Input:
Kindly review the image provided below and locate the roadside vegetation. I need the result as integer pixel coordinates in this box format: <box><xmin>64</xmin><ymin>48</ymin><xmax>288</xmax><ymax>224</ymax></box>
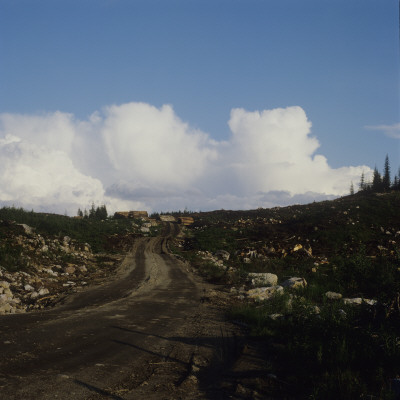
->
<box><xmin>0</xmin><ymin>205</ymin><xmax>136</xmax><ymax>255</ymax></box>
<box><xmin>173</xmin><ymin>190</ymin><xmax>400</xmax><ymax>399</ymax></box>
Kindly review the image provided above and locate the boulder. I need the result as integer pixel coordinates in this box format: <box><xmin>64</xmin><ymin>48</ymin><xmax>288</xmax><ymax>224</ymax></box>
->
<box><xmin>281</xmin><ymin>277</ymin><xmax>307</xmax><ymax>289</ymax></box>
<box><xmin>246</xmin><ymin>285</ymin><xmax>283</xmax><ymax>301</ymax></box>
<box><xmin>30</xmin><ymin>291</ymin><xmax>39</xmax><ymax>299</ymax></box>
<box><xmin>248</xmin><ymin>272</ymin><xmax>278</xmax><ymax>287</ymax></box>
<box><xmin>325</xmin><ymin>291</ymin><xmax>342</xmax><ymax>300</ymax></box>
<box><xmin>364</xmin><ymin>298</ymin><xmax>377</xmax><ymax>306</ymax></box>
<box><xmin>24</xmin><ymin>284</ymin><xmax>35</xmax><ymax>292</ymax></box>
<box><xmin>0</xmin><ymin>303</ymin><xmax>12</xmax><ymax>314</ymax></box>
<box><xmin>0</xmin><ymin>281</ymin><xmax>10</xmax><ymax>289</ymax></box>
<box><xmin>343</xmin><ymin>297</ymin><xmax>362</xmax><ymax>306</ymax></box>
<box><xmin>64</xmin><ymin>265</ymin><xmax>76</xmax><ymax>275</ymax></box>
<box><xmin>293</xmin><ymin>244</ymin><xmax>302</xmax><ymax>252</ymax></box>
<box><xmin>0</xmin><ymin>294</ymin><xmax>8</xmax><ymax>304</ymax></box>
<box><xmin>38</xmin><ymin>288</ymin><xmax>49</xmax><ymax>296</ymax></box>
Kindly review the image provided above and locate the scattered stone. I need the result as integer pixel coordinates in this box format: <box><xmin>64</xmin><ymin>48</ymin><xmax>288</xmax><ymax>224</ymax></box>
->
<box><xmin>293</xmin><ymin>244</ymin><xmax>302</xmax><ymax>252</ymax></box>
<box><xmin>24</xmin><ymin>284</ymin><xmax>35</xmax><ymax>292</ymax></box>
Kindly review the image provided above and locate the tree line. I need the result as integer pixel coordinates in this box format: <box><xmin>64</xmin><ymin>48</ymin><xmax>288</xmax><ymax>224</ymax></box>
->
<box><xmin>77</xmin><ymin>203</ymin><xmax>108</xmax><ymax>220</ymax></box>
<box><xmin>351</xmin><ymin>154</ymin><xmax>400</xmax><ymax>194</ymax></box>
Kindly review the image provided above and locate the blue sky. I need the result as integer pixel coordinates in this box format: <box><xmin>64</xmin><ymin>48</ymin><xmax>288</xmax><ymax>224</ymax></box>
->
<box><xmin>0</xmin><ymin>0</ymin><xmax>398</xmax><ymax>213</ymax></box>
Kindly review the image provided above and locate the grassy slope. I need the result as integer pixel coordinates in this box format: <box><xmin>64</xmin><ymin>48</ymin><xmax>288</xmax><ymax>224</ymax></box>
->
<box><xmin>177</xmin><ymin>192</ymin><xmax>400</xmax><ymax>399</ymax></box>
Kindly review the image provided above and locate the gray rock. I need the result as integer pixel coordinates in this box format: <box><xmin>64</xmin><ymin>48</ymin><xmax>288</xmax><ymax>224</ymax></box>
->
<box><xmin>325</xmin><ymin>291</ymin><xmax>342</xmax><ymax>300</ymax></box>
<box><xmin>246</xmin><ymin>285</ymin><xmax>283</xmax><ymax>301</ymax></box>
<box><xmin>343</xmin><ymin>297</ymin><xmax>362</xmax><ymax>305</ymax></box>
<box><xmin>38</xmin><ymin>288</ymin><xmax>49</xmax><ymax>296</ymax></box>
<box><xmin>64</xmin><ymin>265</ymin><xmax>76</xmax><ymax>274</ymax></box>
<box><xmin>281</xmin><ymin>277</ymin><xmax>307</xmax><ymax>289</ymax></box>
<box><xmin>0</xmin><ymin>281</ymin><xmax>10</xmax><ymax>289</ymax></box>
<box><xmin>248</xmin><ymin>272</ymin><xmax>278</xmax><ymax>287</ymax></box>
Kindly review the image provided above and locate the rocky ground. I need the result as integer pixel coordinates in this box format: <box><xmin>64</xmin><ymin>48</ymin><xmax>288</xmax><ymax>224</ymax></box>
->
<box><xmin>0</xmin><ymin>220</ymin><xmax>126</xmax><ymax>315</ymax></box>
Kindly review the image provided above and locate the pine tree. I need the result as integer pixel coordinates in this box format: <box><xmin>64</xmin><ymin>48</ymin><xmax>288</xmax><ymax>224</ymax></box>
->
<box><xmin>89</xmin><ymin>202</ymin><xmax>96</xmax><ymax>219</ymax></box>
<box><xmin>350</xmin><ymin>181</ymin><xmax>354</xmax><ymax>195</ymax></box>
<box><xmin>382</xmin><ymin>154</ymin><xmax>391</xmax><ymax>191</ymax></box>
<box><xmin>393</xmin><ymin>175</ymin><xmax>399</xmax><ymax>190</ymax></box>
<box><xmin>372</xmin><ymin>167</ymin><xmax>383</xmax><ymax>192</ymax></box>
<box><xmin>359</xmin><ymin>171</ymin><xmax>365</xmax><ymax>191</ymax></box>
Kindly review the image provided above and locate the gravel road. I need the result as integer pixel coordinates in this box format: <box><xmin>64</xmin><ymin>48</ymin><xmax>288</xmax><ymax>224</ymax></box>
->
<box><xmin>0</xmin><ymin>224</ymin><xmax>236</xmax><ymax>400</ymax></box>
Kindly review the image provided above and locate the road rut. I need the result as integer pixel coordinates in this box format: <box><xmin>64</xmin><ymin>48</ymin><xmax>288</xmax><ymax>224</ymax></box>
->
<box><xmin>0</xmin><ymin>229</ymin><xmax>218</xmax><ymax>399</ymax></box>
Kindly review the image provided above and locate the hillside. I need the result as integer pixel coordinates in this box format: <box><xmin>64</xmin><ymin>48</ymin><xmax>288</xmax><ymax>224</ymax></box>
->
<box><xmin>0</xmin><ymin>209</ymin><xmax>149</xmax><ymax>314</ymax></box>
<box><xmin>172</xmin><ymin>191</ymin><xmax>400</xmax><ymax>399</ymax></box>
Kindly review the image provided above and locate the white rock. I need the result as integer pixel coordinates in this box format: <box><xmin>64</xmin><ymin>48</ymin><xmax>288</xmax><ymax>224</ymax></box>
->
<box><xmin>38</xmin><ymin>288</ymin><xmax>49</xmax><ymax>296</ymax></box>
<box><xmin>24</xmin><ymin>284</ymin><xmax>35</xmax><ymax>292</ymax></box>
<box><xmin>0</xmin><ymin>281</ymin><xmax>10</xmax><ymax>289</ymax></box>
<box><xmin>325</xmin><ymin>291</ymin><xmax>342</xmax><ymax>300</ymax></box>
<box><xmin>30</xmin><ymin>291</ymin><xmax>39</xmax><ymax>299</ymax></box>
<box><xmin>246</xmin><ymin>285</ymin><xmax>283</xmax><ymax>301</ymax></box>
<box><xmin>0</xmin><ymin>303</ymin><xmax>12</xmax><ymax>314</ymax></box>
<box><xmin>248</xmin><ymin>272</ymin><xmax>278</xmax><ymax>287</ymax></box>
<box><xmin>0</xmin><ymin>294</ymin><xmax>8</xmax><ymax>303</ymax></box>
<box><xmin>343</xmin><ymin>297</ymin><xmax>362</xmax><ymax>305</ymax></box>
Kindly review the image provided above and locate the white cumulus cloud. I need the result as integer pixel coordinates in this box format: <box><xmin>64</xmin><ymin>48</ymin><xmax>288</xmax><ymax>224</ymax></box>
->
<box><xmin>101</xmin><ymin>102</ymin><xmax>218</xmax><ymax>188</ymax></box>
<box><xmin>0</xmin><ymin>103</ymin><xmax>373</xmax><ymax>214</ymax></box>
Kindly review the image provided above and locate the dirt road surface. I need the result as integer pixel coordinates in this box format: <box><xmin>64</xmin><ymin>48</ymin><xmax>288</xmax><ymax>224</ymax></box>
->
<box><xmin>0</xmin><ymin>224</ymin><xmax>240</xmax><ymax>400</ymax></box>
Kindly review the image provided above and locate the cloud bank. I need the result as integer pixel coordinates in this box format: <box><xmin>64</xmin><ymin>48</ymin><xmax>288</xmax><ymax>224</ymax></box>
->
<box><xmin>0</xmin><ymin>102</ymin><xmax>372</xmax><ymax>214</ymax></box>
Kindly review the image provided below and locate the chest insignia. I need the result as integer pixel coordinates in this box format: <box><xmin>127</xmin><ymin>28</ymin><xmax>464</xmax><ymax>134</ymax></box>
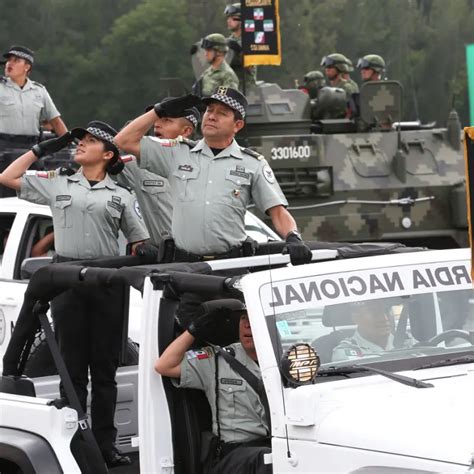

Problem description: Whenever a line above contains "white", copy that line.

Solution:
Kindly review the image provided above and locate the white rock. I need the result as integer pixel coordinates in this box format: <box><xmin>64</xmin><ymin>48</ymin><xmax>288</xmax><ymax>224</ymax></box>
Kindly review the image provided above and locate the white cumulus cloud. I need the result as integer pixel coordinates in this box format: <box><xmin>64</xmin><ymin>48</ymin><xmax>288</xmax><ymax>224</ymax></box>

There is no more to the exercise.